● VORGEGEBENER TEXT:
------------

Auf die Revision der Beklagten wird das Urteil des Landessozialgerichts Rheinland-Pfalz vom 24. September 2009 aufgehoben, soweit dieses das Urteil des Sozialgerichts Mainz vom 6. Mai 2008 geändert hat. Insoweit wird die Berufung des Klägers gegen das Urteil des Sozialgerichts Mainz vom 6. Mai 2008 zurückgewiesen.

Außergerichtliche Kosten des Berufungs- und Revisionsverfahrens sind nicht zu erstatten.

Tatbestand

1

Im Streit ist (noch), ob in der Zeit vom 31.1.2006 bis 20.2.2006 eine Sperrzeit eingetreten ist und ob der Kläger für die Zeit vom 1. bis 20.2.2006 einen Anspruch auf Arbeitslosengeld (Alg) hat.

------------

● AUFGABENSTELLUNG:
Kopiere bitte aus dem Urteilstext wortgetreu den Abschnitt von „Auf die Revision“ bis einschließlich „Mai 2008 zurückgewiesen.“. Stütze dich ausschließlich auf den Urteilstext.

● DATENBESTAND:

------------

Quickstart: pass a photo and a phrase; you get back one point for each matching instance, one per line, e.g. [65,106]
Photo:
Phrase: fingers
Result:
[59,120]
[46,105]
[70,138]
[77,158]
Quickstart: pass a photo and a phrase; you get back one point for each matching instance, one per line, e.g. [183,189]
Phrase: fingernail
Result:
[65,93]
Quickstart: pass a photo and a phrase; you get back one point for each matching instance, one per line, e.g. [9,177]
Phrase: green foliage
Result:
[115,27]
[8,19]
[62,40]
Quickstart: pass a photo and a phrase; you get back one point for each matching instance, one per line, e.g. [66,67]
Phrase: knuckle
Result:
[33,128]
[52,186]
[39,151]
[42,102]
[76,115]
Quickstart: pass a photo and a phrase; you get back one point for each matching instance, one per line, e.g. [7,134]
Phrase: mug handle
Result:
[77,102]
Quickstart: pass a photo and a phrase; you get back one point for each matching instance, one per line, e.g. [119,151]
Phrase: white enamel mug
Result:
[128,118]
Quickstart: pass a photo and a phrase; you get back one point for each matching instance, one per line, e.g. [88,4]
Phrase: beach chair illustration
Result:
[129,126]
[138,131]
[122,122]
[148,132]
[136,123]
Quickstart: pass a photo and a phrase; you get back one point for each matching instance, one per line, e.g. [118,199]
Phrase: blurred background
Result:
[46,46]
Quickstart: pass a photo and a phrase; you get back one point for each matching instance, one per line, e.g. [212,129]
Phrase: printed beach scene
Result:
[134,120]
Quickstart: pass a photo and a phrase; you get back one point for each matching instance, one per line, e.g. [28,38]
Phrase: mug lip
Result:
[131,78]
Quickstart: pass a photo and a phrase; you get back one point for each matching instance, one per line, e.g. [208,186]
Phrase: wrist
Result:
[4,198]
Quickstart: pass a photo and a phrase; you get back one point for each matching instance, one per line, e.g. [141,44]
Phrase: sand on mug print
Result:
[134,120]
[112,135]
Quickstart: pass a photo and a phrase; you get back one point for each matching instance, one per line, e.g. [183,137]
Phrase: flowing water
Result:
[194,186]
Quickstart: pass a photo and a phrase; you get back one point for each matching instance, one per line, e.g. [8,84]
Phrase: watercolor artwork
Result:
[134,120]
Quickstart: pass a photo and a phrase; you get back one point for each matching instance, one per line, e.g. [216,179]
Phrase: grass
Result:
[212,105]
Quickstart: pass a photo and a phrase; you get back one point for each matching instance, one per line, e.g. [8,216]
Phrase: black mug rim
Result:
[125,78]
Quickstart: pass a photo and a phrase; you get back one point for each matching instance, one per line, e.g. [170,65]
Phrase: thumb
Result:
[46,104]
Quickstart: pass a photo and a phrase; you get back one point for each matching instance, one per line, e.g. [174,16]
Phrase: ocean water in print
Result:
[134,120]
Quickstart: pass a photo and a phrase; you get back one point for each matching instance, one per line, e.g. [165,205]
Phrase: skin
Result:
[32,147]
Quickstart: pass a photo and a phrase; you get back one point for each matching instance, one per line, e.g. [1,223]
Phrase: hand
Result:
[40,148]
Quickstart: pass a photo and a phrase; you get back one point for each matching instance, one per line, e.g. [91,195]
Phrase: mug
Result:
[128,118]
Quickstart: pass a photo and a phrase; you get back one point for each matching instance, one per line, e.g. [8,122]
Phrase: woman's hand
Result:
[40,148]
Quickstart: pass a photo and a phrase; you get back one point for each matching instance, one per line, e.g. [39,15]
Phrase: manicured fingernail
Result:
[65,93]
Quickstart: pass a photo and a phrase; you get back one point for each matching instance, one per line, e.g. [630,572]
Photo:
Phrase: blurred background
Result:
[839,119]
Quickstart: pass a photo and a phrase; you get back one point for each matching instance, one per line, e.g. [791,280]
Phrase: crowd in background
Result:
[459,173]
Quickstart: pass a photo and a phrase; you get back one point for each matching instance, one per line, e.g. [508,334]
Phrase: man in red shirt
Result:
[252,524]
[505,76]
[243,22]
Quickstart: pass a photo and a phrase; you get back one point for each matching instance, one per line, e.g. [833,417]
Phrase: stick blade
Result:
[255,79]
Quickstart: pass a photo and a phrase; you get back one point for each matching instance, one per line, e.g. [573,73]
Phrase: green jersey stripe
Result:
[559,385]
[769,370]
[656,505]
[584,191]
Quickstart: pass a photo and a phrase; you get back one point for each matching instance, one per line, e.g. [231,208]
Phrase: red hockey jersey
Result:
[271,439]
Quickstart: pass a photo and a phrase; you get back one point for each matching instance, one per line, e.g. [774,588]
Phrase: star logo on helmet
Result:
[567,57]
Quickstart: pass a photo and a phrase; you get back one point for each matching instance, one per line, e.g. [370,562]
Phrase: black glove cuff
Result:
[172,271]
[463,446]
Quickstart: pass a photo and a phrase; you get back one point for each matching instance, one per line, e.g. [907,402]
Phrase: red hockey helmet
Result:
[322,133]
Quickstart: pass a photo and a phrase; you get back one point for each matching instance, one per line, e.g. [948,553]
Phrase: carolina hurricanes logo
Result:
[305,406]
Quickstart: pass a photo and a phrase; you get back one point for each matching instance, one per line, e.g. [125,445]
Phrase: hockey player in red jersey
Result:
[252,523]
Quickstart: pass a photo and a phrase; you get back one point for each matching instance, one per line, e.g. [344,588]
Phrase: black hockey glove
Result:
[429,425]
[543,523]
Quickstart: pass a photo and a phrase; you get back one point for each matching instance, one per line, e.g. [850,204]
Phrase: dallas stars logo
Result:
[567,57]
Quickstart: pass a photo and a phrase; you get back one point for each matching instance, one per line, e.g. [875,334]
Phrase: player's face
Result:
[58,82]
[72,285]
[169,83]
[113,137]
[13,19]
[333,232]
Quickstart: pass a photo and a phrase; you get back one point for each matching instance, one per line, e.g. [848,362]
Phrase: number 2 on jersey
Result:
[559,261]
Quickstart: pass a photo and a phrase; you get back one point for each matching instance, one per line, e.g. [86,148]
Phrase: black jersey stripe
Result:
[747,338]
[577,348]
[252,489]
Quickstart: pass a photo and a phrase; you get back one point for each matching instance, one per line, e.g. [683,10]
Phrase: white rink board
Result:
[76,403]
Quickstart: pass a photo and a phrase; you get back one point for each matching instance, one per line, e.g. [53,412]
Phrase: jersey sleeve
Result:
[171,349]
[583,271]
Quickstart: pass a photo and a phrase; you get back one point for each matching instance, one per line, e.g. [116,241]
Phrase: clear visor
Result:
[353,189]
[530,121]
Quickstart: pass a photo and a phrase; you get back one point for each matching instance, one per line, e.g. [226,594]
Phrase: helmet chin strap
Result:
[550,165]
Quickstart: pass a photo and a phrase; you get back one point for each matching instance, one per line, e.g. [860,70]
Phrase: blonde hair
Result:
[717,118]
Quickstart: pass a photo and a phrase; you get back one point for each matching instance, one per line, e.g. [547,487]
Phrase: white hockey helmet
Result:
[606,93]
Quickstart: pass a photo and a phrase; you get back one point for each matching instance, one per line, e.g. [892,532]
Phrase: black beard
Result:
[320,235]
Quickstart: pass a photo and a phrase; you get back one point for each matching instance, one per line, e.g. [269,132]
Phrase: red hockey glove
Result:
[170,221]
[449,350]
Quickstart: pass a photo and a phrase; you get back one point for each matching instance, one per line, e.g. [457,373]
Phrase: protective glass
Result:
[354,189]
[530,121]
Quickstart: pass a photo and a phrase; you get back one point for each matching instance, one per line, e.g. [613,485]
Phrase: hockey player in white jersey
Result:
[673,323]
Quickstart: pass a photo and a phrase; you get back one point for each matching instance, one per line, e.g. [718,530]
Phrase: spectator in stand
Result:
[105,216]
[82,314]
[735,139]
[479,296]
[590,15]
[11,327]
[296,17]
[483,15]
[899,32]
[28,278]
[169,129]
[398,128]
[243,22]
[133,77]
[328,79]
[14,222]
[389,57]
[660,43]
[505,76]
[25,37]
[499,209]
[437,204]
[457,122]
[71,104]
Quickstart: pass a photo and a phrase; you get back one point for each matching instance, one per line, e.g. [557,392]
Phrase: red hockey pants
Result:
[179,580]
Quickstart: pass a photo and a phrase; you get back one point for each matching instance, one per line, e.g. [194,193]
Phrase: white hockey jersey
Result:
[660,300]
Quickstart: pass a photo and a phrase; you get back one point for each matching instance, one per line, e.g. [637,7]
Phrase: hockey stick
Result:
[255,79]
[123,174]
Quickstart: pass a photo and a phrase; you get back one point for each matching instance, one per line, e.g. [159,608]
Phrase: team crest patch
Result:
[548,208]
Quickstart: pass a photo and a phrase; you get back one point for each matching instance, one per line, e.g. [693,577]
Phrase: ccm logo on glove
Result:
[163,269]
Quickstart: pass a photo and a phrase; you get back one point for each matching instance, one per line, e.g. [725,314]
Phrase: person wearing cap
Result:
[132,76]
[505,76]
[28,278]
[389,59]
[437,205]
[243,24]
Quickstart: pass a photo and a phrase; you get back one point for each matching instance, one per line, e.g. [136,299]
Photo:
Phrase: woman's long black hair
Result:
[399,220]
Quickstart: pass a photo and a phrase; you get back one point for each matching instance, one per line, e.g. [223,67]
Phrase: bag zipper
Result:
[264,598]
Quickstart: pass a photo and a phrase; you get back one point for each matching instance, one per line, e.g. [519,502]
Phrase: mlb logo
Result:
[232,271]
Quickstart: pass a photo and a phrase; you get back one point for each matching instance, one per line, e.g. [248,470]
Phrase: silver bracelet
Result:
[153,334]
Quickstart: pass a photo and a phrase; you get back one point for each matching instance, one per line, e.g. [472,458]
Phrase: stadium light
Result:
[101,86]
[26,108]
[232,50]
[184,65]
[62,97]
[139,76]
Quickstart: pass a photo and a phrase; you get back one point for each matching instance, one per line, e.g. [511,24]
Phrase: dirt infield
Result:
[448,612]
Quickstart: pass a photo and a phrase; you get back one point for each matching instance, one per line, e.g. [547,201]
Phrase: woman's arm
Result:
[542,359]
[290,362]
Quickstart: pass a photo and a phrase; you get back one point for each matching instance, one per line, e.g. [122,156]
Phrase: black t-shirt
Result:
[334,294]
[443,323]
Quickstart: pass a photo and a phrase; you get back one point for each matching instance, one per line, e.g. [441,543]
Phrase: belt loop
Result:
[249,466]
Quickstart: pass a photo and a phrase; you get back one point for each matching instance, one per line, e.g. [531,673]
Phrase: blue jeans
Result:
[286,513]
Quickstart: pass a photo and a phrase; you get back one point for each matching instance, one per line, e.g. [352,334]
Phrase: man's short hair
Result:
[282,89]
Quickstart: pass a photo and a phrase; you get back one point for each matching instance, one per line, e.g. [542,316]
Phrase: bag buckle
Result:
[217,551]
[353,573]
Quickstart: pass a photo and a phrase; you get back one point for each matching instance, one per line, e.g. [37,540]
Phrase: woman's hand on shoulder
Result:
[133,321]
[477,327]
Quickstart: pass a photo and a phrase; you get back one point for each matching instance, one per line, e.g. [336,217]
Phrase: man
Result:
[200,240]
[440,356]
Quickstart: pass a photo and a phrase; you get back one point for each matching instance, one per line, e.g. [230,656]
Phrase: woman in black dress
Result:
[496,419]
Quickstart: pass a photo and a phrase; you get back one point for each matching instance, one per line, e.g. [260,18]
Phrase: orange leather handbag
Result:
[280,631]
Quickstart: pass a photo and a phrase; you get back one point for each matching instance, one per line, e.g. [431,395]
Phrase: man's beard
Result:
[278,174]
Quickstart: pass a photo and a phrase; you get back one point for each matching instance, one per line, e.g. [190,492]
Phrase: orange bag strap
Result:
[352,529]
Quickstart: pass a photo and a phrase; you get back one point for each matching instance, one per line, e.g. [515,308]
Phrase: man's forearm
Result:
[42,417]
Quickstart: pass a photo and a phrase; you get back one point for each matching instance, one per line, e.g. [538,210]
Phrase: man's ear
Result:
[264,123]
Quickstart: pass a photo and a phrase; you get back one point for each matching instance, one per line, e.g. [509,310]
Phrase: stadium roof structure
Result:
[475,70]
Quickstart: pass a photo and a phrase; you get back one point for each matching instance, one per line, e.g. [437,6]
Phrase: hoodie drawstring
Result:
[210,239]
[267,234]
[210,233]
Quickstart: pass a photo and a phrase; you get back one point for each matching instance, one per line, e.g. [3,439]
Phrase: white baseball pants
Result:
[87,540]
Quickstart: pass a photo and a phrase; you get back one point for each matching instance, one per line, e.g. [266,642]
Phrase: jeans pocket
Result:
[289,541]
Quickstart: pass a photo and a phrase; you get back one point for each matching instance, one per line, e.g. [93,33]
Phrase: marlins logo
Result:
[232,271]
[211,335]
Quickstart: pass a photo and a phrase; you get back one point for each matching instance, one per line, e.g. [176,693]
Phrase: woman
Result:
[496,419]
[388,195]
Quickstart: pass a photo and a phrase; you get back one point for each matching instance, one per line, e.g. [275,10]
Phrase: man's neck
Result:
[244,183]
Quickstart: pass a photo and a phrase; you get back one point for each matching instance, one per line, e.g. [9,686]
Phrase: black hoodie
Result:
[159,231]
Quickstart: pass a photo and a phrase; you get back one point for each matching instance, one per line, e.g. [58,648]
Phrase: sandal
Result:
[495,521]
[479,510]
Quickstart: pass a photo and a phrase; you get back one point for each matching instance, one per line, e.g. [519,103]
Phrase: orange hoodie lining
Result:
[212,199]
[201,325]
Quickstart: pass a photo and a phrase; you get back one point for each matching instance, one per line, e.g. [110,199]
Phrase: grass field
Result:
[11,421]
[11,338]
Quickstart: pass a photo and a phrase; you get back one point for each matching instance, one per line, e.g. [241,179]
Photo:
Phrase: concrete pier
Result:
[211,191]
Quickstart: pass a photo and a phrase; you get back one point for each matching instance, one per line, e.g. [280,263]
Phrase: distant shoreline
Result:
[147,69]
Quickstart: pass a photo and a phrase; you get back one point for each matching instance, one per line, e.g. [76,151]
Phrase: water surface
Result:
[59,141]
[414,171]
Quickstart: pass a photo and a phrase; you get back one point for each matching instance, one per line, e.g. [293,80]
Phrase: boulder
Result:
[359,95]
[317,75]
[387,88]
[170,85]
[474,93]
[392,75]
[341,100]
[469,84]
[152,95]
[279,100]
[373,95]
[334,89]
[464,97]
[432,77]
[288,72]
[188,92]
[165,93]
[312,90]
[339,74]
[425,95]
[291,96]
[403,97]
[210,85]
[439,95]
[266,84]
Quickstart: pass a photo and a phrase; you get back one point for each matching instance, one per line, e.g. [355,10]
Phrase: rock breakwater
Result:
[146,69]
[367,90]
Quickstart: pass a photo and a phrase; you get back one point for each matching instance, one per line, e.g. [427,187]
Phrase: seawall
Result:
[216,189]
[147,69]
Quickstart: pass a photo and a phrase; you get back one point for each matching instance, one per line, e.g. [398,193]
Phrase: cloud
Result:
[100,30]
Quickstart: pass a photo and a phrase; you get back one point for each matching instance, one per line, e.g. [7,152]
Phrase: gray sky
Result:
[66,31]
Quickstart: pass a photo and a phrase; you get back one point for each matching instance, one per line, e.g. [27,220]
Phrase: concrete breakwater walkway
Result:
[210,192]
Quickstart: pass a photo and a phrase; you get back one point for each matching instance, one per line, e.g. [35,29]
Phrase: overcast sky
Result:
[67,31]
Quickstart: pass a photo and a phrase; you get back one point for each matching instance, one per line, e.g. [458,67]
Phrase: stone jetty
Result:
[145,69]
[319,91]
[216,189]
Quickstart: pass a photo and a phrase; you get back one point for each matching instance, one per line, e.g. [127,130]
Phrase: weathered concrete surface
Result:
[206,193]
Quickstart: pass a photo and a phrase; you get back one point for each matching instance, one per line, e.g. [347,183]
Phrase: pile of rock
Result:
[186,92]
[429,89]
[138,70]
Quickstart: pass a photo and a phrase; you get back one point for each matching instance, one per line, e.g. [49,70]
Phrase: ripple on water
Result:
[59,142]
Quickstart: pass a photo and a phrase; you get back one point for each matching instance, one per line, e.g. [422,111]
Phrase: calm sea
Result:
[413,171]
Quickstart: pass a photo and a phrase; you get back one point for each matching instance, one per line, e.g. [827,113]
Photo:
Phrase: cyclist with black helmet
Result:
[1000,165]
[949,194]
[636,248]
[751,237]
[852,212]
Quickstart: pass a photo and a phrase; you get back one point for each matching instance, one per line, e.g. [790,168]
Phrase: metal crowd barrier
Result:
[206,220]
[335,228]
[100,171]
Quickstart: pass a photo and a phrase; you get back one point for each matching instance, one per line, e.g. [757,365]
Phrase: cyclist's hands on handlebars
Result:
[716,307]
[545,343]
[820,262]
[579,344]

------------

● DIE AUSGABE:
Auf die Revision der Beklagten wird das Urteil des Landessozialgerichts Rheinland-Pfalz vom 24. September 2009 aufgehoben, soweit dieses das Urteil des Sozialgerichts Mainz vom 6. Mai 2008 geändert hat. Insoweit wird die Berufung des Klägers gegen das Urteil des Sozialgerichts Mainz vom 6. Mai 2008 zurückgewiesen.